===== SOURCE

X Years of Reverb was written to agitate and reanimate all the music, voices and sounds that have ever filled the air/soaked into the walls of the space where the music is played. To coax them out of the fabric of the building, so they can be distilled and concentrated into just eight hours.
 
Often, in an old church, air is passing through the same organ pipes (and into the same room) that have remained unchanged for centuries.  Hearing church organs, then, is a kind of time travel - the closest we have to faithfully reproducing ancient music. In the Octagon Chapel in Norwich, it’s 268 years of time: seasons spent celebrating, commiserating, praising and mourning - all to to the same room-coloured sounds. This time is measured over generations. The rituals of the church are a reminder that - as well as Bibles - churches are the repositories for the parish records that bear witness to all this lived (and lost) life.

==========

STATED EXERCISE 1:
Answer these from the text about X Years of Reverb:
(a) Into how many hours are the sounds meant to be distilled?
(b) In which city is the Octagon Chapel?
(c) Besides Bibles, what do churches hold, according to the text?

===== SOURCE DATA

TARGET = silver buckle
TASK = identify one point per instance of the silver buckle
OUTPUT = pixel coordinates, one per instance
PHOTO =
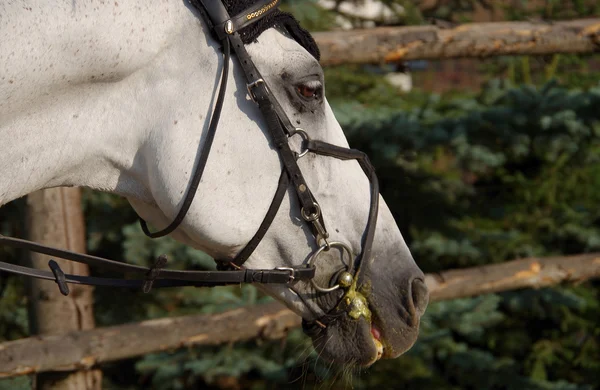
(305, 139)
(290, 270)
(252, 85)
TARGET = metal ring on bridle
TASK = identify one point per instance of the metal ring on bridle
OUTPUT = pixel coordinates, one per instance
(333, 244)
(312, 216)
(305, 138)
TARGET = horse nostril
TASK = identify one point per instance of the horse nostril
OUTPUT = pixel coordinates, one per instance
(420, 295)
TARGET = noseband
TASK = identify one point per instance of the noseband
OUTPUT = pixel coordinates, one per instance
(230, 271)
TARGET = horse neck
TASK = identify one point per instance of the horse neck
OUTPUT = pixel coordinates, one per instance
(76, 107)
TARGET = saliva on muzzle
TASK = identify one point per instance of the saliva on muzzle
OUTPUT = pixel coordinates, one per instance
(352, 303)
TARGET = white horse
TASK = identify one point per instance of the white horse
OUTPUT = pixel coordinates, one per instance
(115, 96)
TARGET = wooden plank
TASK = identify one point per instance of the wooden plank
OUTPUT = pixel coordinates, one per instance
(478, 40)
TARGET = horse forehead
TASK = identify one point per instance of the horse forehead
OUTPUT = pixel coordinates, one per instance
(275, 52)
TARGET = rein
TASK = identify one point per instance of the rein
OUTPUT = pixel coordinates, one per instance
(226, 30)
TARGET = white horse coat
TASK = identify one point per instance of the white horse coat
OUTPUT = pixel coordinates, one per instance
(116, 96)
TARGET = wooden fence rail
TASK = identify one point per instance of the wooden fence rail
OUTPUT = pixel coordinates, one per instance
(478, 40)
(85, 349)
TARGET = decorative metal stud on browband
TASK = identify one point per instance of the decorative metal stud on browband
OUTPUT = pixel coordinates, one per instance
(229, 27)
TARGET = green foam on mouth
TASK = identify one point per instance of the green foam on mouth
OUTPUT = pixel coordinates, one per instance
(356, 303)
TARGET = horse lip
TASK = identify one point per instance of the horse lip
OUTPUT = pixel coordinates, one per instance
(376, 335)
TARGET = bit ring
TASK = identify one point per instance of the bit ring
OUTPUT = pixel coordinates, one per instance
(334, 244)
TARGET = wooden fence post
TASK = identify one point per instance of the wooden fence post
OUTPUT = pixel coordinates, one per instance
(54, 217)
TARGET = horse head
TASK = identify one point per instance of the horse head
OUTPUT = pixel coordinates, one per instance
(139, 105)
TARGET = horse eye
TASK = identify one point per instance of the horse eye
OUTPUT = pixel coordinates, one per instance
(309, 91)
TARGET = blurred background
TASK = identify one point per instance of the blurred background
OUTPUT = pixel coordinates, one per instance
(480, 160)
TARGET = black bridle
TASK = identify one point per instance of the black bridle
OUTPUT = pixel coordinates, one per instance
(226, 30)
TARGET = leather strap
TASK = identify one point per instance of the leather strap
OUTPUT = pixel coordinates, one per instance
(164, 278)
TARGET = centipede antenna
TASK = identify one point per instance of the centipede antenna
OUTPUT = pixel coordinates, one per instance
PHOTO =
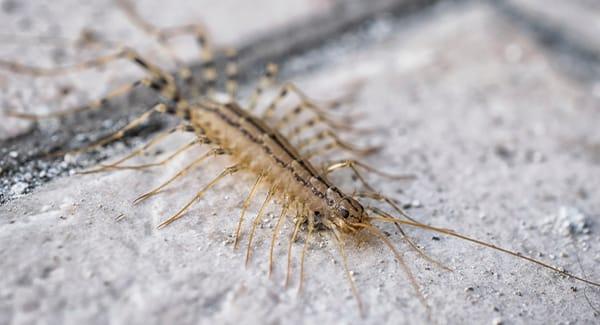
(245, 206)
(383, 216)
(292, 240)
(340, 243)
(212, 153)
(256, 221)
(179, 214)
(280, 220)
(311, 225)
(400, 259)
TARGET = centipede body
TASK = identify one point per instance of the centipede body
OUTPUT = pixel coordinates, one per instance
(257, 147)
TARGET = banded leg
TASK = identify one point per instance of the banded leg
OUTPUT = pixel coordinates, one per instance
(228, 171)
(159, 81)
(311, 227)
(162, 35)
(265, 81)
(172, 156)
(158, 108)
(405, 237)
(314, 121)
(245, 206)
(400, 259)
(350, 163)
(340, 243)
(298, 223)
(304, 99)
(232, 74)
(154, 141)
(335, 143)
(280, 221)
(259, 215)
(212, 153)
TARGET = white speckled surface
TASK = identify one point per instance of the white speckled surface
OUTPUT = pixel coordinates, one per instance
(505, 149)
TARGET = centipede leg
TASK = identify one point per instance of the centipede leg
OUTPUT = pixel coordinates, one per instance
(311, 226)
(245, 206)
(232, 73)
(338, 144)
(154, 141)
(340, 243)
(299, 220)
(266, 80)
(212, 153)
(228, 171)
(160, 81)
(158, 108)
(162, 35)
(280, 221)
(350, 163)
(306, 102)
(400, 259)
(259, 215)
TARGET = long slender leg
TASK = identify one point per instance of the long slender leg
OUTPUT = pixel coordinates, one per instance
(88, 106)
(129, 9)
(265, 81)
(381, 198)
(311, 226)
(376, 196)
(350, 163)
(328, 134)
(298, 223)
(305, 100)
(340, 243)
(212, 153)
(338, 144)
(293, 115)
(259, 215)
(172, 156)
(245, 206)
(232, 74)
(400, 259)
(280, 221)
(319, 120)
(162, 35)
(160, 81)
(227, 171)
(155, 140)
(158, 108)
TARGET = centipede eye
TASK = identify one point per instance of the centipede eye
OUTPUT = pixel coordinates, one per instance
(345, 214)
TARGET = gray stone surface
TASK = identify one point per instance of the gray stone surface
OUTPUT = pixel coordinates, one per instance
(505, 148)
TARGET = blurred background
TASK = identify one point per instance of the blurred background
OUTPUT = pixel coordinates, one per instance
(494, 105)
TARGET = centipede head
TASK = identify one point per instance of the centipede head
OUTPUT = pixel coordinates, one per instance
(345, 211)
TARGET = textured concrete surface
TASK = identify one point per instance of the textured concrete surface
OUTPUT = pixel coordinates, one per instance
(505, 148)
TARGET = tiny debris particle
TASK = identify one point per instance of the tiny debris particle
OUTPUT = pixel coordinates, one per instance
(18, 188)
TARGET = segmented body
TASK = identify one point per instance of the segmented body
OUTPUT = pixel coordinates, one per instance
(264, 149)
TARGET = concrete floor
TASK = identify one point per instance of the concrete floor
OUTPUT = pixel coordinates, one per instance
(504, 145)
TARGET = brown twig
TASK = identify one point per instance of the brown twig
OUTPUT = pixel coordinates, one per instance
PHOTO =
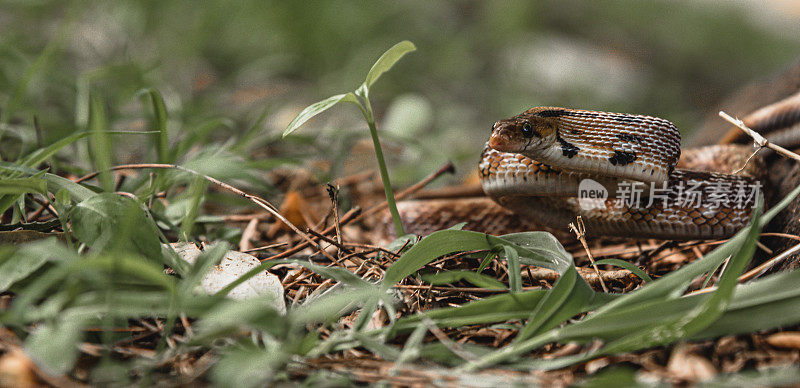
(580, 233)
(761, 141)
(263, 203)
(445, 168)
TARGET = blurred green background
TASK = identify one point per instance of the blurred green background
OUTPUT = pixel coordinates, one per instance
(222, 65)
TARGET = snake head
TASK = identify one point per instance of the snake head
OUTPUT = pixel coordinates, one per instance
(523, 133)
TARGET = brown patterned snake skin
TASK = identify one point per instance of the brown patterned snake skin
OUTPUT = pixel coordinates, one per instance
(534, 164)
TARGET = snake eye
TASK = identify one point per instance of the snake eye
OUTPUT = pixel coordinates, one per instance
(527, 131)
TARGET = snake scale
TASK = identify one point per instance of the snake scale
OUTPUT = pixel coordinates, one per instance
(535, 165)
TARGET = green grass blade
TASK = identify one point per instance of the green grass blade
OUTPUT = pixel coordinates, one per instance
(100, 143)
(159, 124)
(514, 269)
(317, 108)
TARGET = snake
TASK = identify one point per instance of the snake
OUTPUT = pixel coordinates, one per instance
(536, 165)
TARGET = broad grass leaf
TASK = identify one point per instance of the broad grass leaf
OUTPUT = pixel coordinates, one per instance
(448, 241)
(8, 170)
(17, 186)
(76, 191)
(495, 308)
(54, 346)
(387, 61)
(18, 264)
(108, 221)
(229, 317)
(247, 366)
(331, 306)
(569, 296)
(449, 277)
(540, 245)
(317, 108)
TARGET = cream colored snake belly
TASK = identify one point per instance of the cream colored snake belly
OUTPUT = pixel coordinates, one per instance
(539, 165)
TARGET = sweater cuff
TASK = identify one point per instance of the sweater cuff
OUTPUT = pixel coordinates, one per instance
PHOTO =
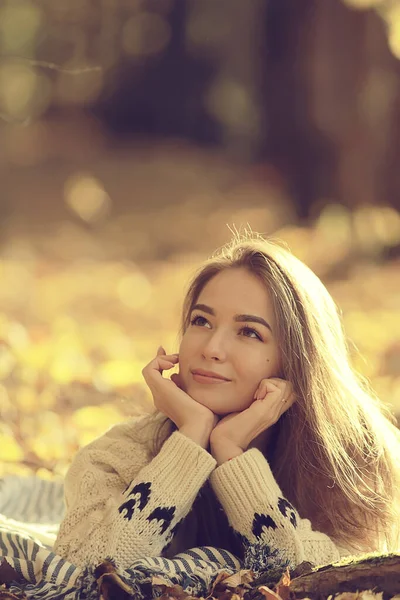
(181, 464)
(243, 485)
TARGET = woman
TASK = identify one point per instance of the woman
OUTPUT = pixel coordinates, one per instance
(265, 443)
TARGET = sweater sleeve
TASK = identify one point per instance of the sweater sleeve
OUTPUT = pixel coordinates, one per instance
(123, 504)
(271, 529)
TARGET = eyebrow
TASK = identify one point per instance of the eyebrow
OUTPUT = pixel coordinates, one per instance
(237, 318)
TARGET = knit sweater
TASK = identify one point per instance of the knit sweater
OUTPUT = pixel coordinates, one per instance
(122, 502)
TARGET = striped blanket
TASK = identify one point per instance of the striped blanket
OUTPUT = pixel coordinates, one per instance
(31, 510)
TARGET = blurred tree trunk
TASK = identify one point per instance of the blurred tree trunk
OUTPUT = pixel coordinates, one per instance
(331, 93)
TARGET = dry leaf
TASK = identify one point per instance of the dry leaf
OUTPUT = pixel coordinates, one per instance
(268, 593)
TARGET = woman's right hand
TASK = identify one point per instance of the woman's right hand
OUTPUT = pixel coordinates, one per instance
(191, 418)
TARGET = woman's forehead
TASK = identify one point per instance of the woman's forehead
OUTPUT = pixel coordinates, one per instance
(237, 291)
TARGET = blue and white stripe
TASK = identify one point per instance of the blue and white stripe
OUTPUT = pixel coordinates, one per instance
(30, 512)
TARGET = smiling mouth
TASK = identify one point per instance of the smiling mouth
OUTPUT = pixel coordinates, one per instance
(208, 379)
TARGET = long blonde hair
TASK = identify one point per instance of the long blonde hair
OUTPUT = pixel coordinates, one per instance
(335, 451)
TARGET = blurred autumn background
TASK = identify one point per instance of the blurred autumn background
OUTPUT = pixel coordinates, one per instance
(132, 132)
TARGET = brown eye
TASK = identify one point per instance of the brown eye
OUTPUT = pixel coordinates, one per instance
(198, 320)
(249, 330)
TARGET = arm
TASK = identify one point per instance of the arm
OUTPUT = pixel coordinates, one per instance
(270, 528)
(125, 505)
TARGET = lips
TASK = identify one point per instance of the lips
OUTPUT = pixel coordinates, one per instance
(209, 374)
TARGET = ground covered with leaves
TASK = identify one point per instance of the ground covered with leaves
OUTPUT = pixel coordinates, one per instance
(75, 335)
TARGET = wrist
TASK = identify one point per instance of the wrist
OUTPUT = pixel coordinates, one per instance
(224, 451)
(200, 436)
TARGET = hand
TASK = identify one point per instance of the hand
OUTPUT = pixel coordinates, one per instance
(193, 419)
(233, 434)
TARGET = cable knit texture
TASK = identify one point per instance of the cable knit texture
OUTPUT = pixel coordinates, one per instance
(122, 502)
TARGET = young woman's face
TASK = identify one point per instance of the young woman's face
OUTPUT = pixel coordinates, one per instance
(231, 334)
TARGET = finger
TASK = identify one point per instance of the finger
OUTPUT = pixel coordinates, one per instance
(267, 386)
(176, 379)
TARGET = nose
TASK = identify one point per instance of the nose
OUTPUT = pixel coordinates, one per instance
(215, 347)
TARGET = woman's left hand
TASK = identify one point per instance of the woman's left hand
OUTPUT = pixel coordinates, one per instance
(233, 434)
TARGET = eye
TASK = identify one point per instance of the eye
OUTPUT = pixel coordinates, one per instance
(198, 320)
(249, 330)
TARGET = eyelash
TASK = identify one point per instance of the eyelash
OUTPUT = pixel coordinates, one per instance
(245, 328)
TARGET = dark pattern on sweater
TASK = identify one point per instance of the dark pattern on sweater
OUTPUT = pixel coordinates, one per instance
(171, 535)
(143, 490)
(163, 514)
(261, 521)
(287, 510)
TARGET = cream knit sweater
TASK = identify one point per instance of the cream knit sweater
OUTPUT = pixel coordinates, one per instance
(123, 503)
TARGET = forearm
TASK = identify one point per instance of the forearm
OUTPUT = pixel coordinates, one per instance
(264, 519)
(141, 519)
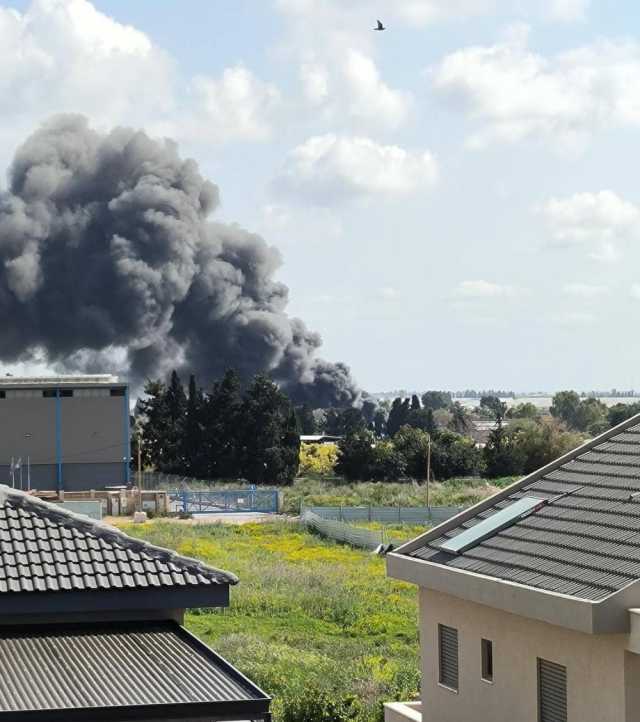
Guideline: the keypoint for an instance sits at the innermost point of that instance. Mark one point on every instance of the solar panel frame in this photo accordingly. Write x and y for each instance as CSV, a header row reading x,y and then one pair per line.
x,y
493,524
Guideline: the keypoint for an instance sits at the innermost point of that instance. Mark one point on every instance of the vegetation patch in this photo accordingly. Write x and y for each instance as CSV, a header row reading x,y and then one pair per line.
x,y
318,625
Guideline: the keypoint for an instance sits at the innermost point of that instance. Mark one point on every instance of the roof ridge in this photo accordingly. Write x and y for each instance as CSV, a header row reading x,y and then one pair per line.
x,y
101,530
519,485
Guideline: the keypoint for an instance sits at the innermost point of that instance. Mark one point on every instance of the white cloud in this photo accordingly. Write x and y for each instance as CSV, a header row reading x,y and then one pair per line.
x,y
329,169
515,93
584,290
388,293
483,289
237,106
573,318
348,87
333,46
64,55
568,10
419,13
599,221
67,56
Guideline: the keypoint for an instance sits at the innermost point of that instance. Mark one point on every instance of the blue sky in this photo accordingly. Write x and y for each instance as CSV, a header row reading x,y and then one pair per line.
x,y
455,199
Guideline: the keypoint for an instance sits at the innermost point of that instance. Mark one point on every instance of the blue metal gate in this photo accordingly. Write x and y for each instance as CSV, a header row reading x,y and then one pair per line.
x,y
227,501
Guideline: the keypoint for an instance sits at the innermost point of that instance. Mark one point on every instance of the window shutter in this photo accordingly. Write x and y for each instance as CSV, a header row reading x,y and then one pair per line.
x,y
552,692
448,650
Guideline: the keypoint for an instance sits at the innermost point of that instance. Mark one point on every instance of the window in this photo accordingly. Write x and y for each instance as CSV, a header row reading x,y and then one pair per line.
x,y
486,646
91,393
448,654
552,692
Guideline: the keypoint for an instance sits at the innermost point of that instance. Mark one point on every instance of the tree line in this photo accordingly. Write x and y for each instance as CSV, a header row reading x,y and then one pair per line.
x,y
230,431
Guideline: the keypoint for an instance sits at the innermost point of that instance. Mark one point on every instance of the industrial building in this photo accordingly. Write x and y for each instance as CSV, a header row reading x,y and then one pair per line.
x,y
64,433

==========

STATED EXERCISE 2: Lay out the records, from the line containing "the window shutter" through the last line of the records, inclusive, as a JSON list of strings with one string per line and any blank lines skipped.

WRITTEN RESPONSE 1:
(a) Eight hours.
(b) Norwich.
(c) The parish records.

WRITTEN RESPONSE 2:
[
  "Guideline: the keypoint for an instance sits at the innermost point of that instance. Mark one point on every instance of the window shutter in this photo accordingly. Write x and y for each instance as CSV, a header row reading x,y and then one pair per line.",
  "x,y",
  "552,692",
  "448,650",
  "Guideline: the keypoint for an instance sits at the innermost point of that instance. Mark one point on every instance of the window in this photo accordingly. Write x and y for each instance as CSV, a header row reading x,y and then one pair per line.",
  "x,y",
  "486,646",
  "91,393",
  "448,654",
  "552,692",
  "Guideline: the keypoint for an instance sits at the innermost point of that instance. Mark one point on every instance of the tree line in this photo accordingly. Write x and y for each instance as CSV, a header row reading x,y and then one pair per line.",
  "x,y",
  "230,431",
  "Guideline: the keypoint for an instance sits at the innermost point of that instance. Mark one point on every instance of the industrial building in this photo accordingly. Write x and y for each instance as CSV, a header row reading x,y and then one pair per line.",
  "x,y",
  "64,433"
]